* **EXTRACTED RECORDS**
•••

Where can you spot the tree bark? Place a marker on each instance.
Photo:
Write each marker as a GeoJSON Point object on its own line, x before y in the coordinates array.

•••

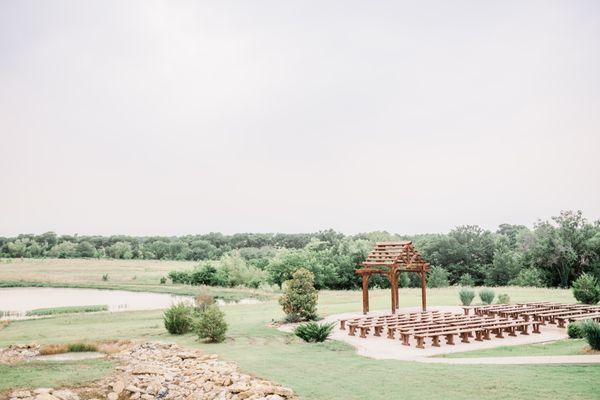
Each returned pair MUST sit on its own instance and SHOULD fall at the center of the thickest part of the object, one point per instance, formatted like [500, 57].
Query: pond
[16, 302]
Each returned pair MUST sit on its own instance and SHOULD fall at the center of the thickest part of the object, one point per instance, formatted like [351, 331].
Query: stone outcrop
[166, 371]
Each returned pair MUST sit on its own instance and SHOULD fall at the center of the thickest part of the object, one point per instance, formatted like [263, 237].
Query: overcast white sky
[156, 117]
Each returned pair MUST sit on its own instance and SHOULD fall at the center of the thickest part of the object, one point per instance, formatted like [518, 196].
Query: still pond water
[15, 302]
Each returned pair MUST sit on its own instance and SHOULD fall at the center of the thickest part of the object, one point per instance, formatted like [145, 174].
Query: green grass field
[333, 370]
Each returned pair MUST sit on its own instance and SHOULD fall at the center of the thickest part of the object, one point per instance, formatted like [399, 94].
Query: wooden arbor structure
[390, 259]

•••

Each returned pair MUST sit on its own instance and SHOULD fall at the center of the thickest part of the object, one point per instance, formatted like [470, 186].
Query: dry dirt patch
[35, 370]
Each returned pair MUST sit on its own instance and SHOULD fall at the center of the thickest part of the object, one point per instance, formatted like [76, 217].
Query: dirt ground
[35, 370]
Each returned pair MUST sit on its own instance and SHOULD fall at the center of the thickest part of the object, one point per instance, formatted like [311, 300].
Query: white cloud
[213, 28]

•••

* **INSTRUCTIONS FOR THE TASK**
In the records, take the part that opens with the line containing "Where can you" and closes with the line containing "Write each marker". Can you give those lines again with "marker" changed to "pin" and nothing else altered?

* **ANSWER TO THE EXERCISE**
Where can you spot the tree bark? Place a pin on each instance.
Photo:
Write each pin as a GeoJSON Point object on its own line, x before y in the coordinates array.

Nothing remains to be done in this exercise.